### REQUIRED WORK
Transcribe all the records with complete accuracy.

### RAW DATA
* * * * *
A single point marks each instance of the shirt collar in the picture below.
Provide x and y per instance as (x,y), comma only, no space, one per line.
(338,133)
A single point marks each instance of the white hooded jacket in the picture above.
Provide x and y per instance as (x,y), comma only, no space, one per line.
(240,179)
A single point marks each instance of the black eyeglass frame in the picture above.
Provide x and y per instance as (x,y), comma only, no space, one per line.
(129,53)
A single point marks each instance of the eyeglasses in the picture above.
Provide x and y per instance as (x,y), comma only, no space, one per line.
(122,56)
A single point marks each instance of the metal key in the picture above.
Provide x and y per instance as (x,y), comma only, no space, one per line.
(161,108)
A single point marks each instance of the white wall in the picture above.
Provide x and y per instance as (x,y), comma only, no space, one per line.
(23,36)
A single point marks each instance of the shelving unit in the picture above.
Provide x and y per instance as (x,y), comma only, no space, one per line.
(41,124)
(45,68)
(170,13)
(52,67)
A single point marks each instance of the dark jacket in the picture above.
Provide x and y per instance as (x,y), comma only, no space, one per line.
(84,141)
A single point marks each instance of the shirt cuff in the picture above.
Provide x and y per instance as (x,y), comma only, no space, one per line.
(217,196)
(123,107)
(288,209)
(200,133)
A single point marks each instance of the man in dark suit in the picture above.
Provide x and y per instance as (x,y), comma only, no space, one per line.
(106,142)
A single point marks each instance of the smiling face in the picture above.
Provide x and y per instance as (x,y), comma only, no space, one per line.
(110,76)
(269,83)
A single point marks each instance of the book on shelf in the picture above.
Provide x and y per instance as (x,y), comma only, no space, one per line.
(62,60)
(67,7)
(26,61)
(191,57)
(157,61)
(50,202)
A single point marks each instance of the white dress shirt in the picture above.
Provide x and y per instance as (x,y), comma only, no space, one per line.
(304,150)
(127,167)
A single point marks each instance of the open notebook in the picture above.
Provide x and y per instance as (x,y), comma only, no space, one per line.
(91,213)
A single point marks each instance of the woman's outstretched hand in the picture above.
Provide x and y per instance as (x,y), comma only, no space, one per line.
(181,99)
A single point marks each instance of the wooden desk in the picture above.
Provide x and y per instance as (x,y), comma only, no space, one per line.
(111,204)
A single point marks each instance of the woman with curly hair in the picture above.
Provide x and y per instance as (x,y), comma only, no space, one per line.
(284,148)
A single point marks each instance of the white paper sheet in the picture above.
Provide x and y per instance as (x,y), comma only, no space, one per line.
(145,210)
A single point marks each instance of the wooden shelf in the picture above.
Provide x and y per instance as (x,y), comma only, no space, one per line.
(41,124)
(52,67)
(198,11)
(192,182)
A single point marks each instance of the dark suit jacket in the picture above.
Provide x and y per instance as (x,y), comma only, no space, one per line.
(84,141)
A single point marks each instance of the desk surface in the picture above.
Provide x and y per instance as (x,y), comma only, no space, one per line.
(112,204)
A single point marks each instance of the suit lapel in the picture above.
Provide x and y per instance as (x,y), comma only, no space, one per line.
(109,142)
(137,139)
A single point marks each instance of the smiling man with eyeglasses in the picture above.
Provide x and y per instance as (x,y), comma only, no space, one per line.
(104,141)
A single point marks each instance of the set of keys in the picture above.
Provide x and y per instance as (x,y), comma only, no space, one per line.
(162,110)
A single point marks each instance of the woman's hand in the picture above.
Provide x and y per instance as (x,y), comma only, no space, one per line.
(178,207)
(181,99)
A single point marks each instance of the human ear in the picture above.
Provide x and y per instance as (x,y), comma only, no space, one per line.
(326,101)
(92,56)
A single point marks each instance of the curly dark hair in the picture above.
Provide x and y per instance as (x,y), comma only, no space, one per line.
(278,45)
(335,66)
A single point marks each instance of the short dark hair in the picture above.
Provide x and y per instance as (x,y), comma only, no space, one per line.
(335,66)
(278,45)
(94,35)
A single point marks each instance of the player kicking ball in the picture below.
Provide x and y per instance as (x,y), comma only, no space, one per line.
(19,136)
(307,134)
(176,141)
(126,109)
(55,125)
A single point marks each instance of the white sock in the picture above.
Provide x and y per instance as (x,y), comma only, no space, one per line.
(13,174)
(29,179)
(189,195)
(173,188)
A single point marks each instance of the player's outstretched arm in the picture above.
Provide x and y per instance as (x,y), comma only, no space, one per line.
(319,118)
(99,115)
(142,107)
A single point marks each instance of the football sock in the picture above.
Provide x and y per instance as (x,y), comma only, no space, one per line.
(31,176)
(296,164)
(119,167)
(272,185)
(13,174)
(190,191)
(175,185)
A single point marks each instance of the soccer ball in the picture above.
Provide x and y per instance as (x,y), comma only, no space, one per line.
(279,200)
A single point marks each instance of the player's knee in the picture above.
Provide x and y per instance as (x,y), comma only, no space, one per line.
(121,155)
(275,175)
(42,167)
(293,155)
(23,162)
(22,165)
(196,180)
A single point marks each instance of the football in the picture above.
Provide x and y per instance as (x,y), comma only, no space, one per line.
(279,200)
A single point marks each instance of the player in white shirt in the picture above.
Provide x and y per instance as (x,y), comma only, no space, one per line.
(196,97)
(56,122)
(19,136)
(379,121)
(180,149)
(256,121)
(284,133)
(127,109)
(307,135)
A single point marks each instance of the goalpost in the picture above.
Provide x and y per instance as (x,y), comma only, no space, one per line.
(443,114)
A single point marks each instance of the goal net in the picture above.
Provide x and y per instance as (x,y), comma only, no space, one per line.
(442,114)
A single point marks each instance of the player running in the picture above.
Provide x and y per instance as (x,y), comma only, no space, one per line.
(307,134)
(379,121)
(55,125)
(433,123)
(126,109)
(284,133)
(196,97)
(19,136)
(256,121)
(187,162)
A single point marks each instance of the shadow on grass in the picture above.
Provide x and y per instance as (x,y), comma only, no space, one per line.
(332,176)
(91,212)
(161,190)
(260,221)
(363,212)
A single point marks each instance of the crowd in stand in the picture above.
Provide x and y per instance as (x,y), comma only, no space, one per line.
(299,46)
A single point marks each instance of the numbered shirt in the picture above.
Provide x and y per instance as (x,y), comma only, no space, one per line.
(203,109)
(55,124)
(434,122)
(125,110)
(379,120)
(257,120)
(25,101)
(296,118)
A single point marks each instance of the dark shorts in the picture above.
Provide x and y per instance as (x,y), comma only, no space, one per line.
* * * * *
### FINISHED EXERCISE
A single point marks each instance of the shirt collar in the picture below.
Provide x and y per instance as (x,y), comma only, no space, one per line.
(338,133)
A single point marks each instance of the white hooded jacket in the picture above.
Provide x and y per instance as (x,y), comma only, no space, one per line.
(240,179)
A single point marks each instance of the black eyeglass frame in the picture above.
Provide x and y per instance as (x,y), comma only, no space, one per line.
(129,53)
A single point marks each instance of the eyeglasses in the picture above.
Provide x and y per instance as (x,y), comma only, no space, one per line.
(122,56)
A single point marks each instance of the metal key in the picture above.
Provide x and y per instance as (x,y), comma only, no space, one per line.
(161,108)
A single point marks each instance of the white wall in the picture above.
Provide x and y per instance as (x,y), comma only, no space, one per line.
(23,36)
A single point marks each instance of the shelving unit in the picture above.
Provide x and y per instance as (x,y), comma only, no space, one per line.
(41,124)
(45,68)
(170,13)
(52,67)
A single point marks each instance of the dark jacket in the picture above.
Provide x and y per instance as (x,y), comma only, no space, one per line.
(84,141)
A single point marks each instance of the shirt cuff in the picture above.
Provide x and y per instance as (x,y), comma only, no space, one per line.
(217,196)
(123,107)
(288,209)
(200,133)
A single point marks each instance of the man in dark suit in the picture above.
Provide x and y per instance as (x,y), comma only, no space, one per line.
(106,142)
A single point marks each instance of the smiling face in the picture above.
Provide x and y per instance as (x,y), comma only, no space, one per line.
(110,76)
(269,83)
A single point marks each instance of the book on shelf in the picture above.
Provide x and y per instance as (x,y), comma only, no space, one per line.
(62,60)
(67,7)
(26,61)
(191,57)
(157,61)
(50,202)
A single point marks each instance of the white dress shirt in the picture above.
Provide x and y per instance as (x,y), comma only, no space, one per line.
(304,150)
(127,167)
A single point marks each instance of the open notebook in the picture above.
Provide x and y per instance as (x,y), comma only, no space, one per line.
(91,213)
A single point marks each instance of the woman's outstretched hand in the picture above.
Provide x and y per instance as (x,y), comma only, no space, one per line.
(181,99)
A single point marks each instance of the wooden desk in the picture above.
Provide x and y per instance as (x,y), comma only, no space, one per line.
(111,204)
A single point marks each instance of the woman with curly hair in the picture above.
Provide x and y per instance as (x,y), comma only, no space, one per line.
(284,148)
A single point marks each instance of the white paper sheet in the picture above.
Provide x and y per instance as (x,y), comma only, no space, one per line.
(145,210)
A single point marks each instance of the wooden shelf in the picture above.
Provide x and y per instance as (x,y), comma only, no space, one per line.
(41,124)
(52,67)
(198,11)
(192,182)
A single point marks each instance of the dark suit jacket in the picture above.
Provide x and y per instance as (x,y), comma only, no space, one per line.
(84,141)
A single point marks each instance of the desk surface in the picture above.
Provide x and y per instance as (x,y), comma only, no space, one per line.
(112,204)
A single point marks each instance of the suit lapel in the picture above.
Provide x and y per instance as (x,y), comma only, no space, one per line.
(109,142)
(137,139)
A single point marks each instance of the smiling man with eyeglasses in the picture above.
Provide x and y per instance as (x,y), comma only, no space, one per line.
(104,141)
A single point marks each instance of the set of keys in the picture above.
Provide x and y per instance as (x,y), comma only, no space, one per line.
(162,110)
A single point marks each instance of the woman's hand in the picture above.
Provide x and y per instance as (x,y), comma only, no space, one per line.
(178,207)
(181,99)
A single point marks each instance of the human ear in the picture above.
Provide x and y per instance as (x,y), comma only, no space, one per line.
(326,101)
(92,56)
A single point marks each instance of the curly dark hair in the picture above.
Provide x and y per instance as (x,y), comma only, no space, one per line.
(278,45)
(335,66)
A single point marks each instance of the short dark hair in the picture above.
Provide x and y per instance as (x,y), comma only, no space, one per line.
(335,66)
(278,45)
(94,35)
A single point marks each instance of the player kicking ball in the picture below.
Provide x and y per instance as (x,y), comma only, no space, one per line.
(19,136)
(307,134)
(176,141)
(126,109)
(55,125)
A single point marks each instance of the white sock in the picture above.
Provide x and y per instance as (x,y), comma only, no space, one per line.
(13,174)
(29,179)
(189,195)
(173,188)
A single point marks each instance of the player's outstretched arm in the picture above.
Provide x and y per instance as (x,y), comma only, no space, one per line.
(319,118)
(99,115)
(142,107)
A single point marks each instance of the football sock in the picture above.
Provide x and y per instance as (x,y), comma only, no space, one per line.
(31,176)
(296,164)
(119,167)
(272,185)
(13,174)
(190,191)
(175,185)
A single point marks each instance of the soccer ball in the picture above.
Provide x and y per instance as (x,y), comma only, no space, one per line.
(279,200)
A single point marks each instance of the player's knee in the picture above.
Provide x and y per instance as (x,y), comma only, no space, one per line.
(121,155)
(275,175)
(42,167)
(293,155)
(23,162)
(22,165)
(196,180)
A single point marks each instance of the football in the picture above.
Provide x and y per instance as (x,y), comma only, no space, one per line.
(279,200)
A single point marks each instance of the player in white shirt in the picture above.
Provide x and y per instance as (x,y), comma only, no space, one per line.
(196,97)
(56,122)
(19,136)
(379,121)
(180,149)
(256,121)
(284,133)
(127,109)
(307,135)
A single point marks each instance of the goalpost in the picture above.
Provide x and y per instance as (x,y), comma only, no space, one per line.
(443,114)
A single point marks each instance of the goal net in the picture above.
Provide x and y per instance as (x,y), comma only, no space, one per line.
(442,114)
A single point marks each instance of the player running in the picture above.
Provide x and y per instance as (x,y), comma only, no space, one per line.
(307,134)
(379,121)
(55,125)
(433,123)
(126,109)
(284,133)
(196,97)
(19,136)
(256,121)
(187,162)
A single point marks each instance of the shadow on grass in the picture above.
Provide x and y per instance as (x,y), comma only, no space, one per line.
(332,176)
(91,212)
(161,190)
(260,221)
(363,212)
A single point marks each instance of the crowd in stand in the picture above.
Provide x and y per instance as (x,y), comma only, no space, one per line.
(299,46)
A single point marks each instance of the numbered shirt in the picture above.
Provide x and y per instance as (x,y), comma only, no space, one per line.
(203,109)
(55,124)
(434,122)
(125,110)
(379,120)
(257,120)
(25,101)
(296,118)
A single point marks each instance of the dark shorts in the picture above.
Provide x and y per instance as (x,y), comma only, no space, one per line.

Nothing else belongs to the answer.